> **Activity**
In the listing that follows, copy out each line that includes the word "shirt".

------------------------------------------------------------

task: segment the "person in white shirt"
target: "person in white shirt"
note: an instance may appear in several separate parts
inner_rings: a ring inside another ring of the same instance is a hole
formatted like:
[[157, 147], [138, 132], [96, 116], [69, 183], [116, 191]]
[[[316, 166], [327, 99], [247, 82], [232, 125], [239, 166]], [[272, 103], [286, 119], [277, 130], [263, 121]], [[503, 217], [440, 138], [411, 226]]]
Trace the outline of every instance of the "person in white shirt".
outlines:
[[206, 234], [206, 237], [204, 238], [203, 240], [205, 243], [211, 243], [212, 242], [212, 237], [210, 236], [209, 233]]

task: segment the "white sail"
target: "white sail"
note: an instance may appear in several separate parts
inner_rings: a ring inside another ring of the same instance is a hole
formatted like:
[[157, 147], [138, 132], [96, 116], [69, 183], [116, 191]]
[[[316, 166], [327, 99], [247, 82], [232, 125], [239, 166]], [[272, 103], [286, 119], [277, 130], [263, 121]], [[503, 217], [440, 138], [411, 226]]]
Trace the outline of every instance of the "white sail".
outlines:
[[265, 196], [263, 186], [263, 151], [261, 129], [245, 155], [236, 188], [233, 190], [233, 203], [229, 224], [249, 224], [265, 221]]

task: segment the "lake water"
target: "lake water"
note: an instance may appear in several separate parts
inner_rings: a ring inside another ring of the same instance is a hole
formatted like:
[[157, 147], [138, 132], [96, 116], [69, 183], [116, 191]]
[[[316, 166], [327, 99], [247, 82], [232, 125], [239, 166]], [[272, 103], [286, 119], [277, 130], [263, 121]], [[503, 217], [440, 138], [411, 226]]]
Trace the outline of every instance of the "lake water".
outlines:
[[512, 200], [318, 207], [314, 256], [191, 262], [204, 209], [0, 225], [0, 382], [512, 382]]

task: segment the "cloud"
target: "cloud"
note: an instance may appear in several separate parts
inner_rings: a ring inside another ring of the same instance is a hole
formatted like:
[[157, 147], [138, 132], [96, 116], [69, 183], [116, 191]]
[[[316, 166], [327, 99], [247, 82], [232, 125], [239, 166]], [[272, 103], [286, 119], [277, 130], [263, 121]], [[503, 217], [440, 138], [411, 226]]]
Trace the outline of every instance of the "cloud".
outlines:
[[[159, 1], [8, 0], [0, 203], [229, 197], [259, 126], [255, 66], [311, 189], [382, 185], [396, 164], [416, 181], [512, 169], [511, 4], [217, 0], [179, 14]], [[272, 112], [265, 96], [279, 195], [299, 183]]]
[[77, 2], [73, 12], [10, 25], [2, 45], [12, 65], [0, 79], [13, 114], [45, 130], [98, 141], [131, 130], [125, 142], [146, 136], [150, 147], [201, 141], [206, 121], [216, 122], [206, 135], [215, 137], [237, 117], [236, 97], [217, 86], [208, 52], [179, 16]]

------------------------------------------------------------

> **Reply**
task: segment the "person in white shirt"
target: "person in white shirt"
Trace the outline of every instance of the "person in white shirt".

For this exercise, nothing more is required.